Stop at the line containing "background with a single pin each": write out every line from the beginning of the entries up to and including it, minus the pictures.

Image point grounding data
•••••
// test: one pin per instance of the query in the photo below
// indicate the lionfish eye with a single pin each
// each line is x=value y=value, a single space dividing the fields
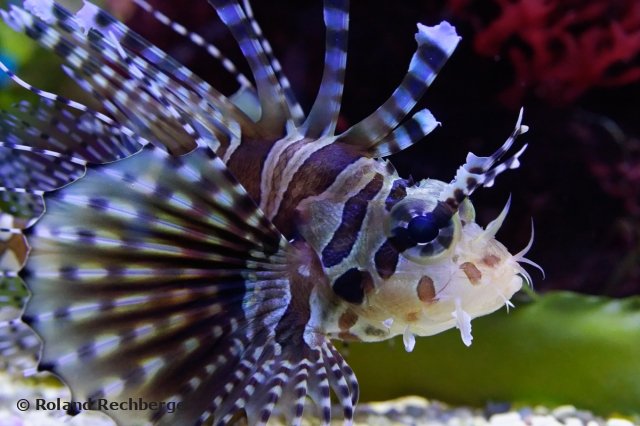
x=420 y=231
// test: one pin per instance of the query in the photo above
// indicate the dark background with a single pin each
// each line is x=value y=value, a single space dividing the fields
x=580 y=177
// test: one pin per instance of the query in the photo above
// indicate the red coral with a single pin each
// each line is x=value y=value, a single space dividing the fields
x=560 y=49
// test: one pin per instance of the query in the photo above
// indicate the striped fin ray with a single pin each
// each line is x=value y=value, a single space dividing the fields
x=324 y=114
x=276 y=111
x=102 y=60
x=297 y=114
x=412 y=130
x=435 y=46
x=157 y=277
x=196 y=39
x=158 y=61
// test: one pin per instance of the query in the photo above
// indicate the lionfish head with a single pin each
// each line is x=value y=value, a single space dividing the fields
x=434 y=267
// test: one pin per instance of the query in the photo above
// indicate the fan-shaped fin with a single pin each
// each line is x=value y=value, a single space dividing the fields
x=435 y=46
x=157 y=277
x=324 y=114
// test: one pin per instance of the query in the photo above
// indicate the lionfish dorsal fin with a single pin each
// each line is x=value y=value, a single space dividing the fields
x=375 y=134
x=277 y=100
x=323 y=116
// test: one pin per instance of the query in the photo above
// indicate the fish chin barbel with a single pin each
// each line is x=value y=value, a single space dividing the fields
•••••
__Answer__:
// test: one pin per instance of the query in the photo below
// indicate the lionfish eye with a single pin each
// each line is x=value y=value, a single space dividing the fields
x=420 y=231
// test: one pin per instance of the query in the photo above
// indicate the dark background with a single pin each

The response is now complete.